PASSAGE>
| 
||||||||||
| PREV CLASS NEXT CLASS | FRAMES NO FRAMES | |||||||||
| SUMMARY: NESTED | FIELD | CONSTR | METHOD | DETAIL: FIELD | CONSTR | METHOD | |||||||||
java.lang.Objectorg.apache.hadoop.filecache.DistributedCache
public class DistributedCache
Distribute application-specific large, read-only files efficiently.
DistributedCache is a facility provided by the Map-Reduce
 framework to cache files (text, archives, jars etc.) needed by applications.
 
Applications specify the files, via urls (hdfs:// or http://) to be cached 
 via the JobConf. The DistributedCache assumes that the
 files specified via hdfs:// urls are already present on the 
 FileSystem at the path specified by the url.
The framework will copy the necessary files on to the slave node before any tasks for the job are executed on that node. Its efficiency stems from the fact that the files are only copied once per job and the ability to cache archives which are un-archived on the slaves.

GIVEN DATA>
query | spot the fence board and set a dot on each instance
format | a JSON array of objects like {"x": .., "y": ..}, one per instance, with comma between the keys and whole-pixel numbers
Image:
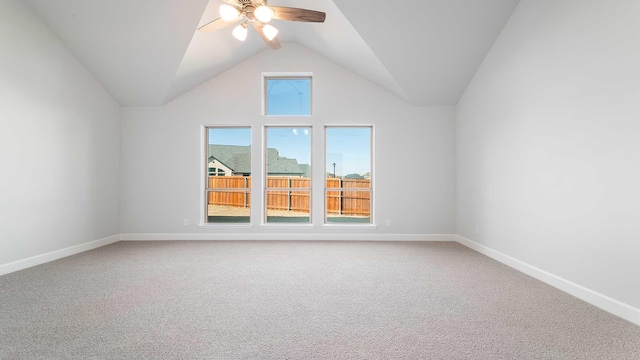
[{"x": 343, "y": 200}]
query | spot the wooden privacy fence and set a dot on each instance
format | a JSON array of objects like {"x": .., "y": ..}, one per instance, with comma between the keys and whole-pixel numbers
[{"x": 345, "y": 200}]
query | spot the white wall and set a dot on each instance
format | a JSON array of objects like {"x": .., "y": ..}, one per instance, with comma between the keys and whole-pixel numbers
[
  {"x": 59, "y": 144},
  {"x": 548, "y": 144},
  {"x": 161, "y": 149}
]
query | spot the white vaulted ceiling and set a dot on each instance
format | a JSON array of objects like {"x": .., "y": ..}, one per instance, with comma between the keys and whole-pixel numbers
[{"x": 146, "y": 52}]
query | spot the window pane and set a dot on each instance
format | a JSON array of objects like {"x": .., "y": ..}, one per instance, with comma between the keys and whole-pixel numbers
[
  {"x": 288, "y": 206},
  {"x": 228, "y": 206},
  {"x": 288, "y": 174},
  {"x": 348, "y": 206},
  {"x": 348, "y": 164},
  {"x": 288, "y": 96},
  {"x": 228, "y": 175}
]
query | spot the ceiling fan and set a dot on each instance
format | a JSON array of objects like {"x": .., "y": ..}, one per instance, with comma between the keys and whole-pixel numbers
[{"x": 259, "y": 14}]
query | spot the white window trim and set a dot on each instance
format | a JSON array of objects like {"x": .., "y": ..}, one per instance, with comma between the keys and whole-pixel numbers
[
  {"x": 263, "y": 85},
  {"x": 372, "y": 216},
  {"x": 263, "y": 180},
  {"x": 204, "y": 175}
]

WHAT TO WORK ON> Can you take the DistributedCache documentation above further, starting right after its last sentence?

ANSWER FOR THIS EXERCISE>
DistributedCache can be used to distribute simple, read-only
 data/text files and/or more complex types such as archives, jars etc. 
 Archives (zip, tar and tgz/tar.gz files) are un-archived at the slave nodes. 
 Jars may be optionally added to the classpath of the tasks, a rudimentary 
 software distribution mechanism.  Files have execution permissions.
 Optionally users can also direct it to symlink the distributed cache file(s)
 into the working directory of the task.
DistributedCache tracks modification timestamps of the cache 
 files. Clearly the cache files should not be modified by the application 
 or externally while the job is executing.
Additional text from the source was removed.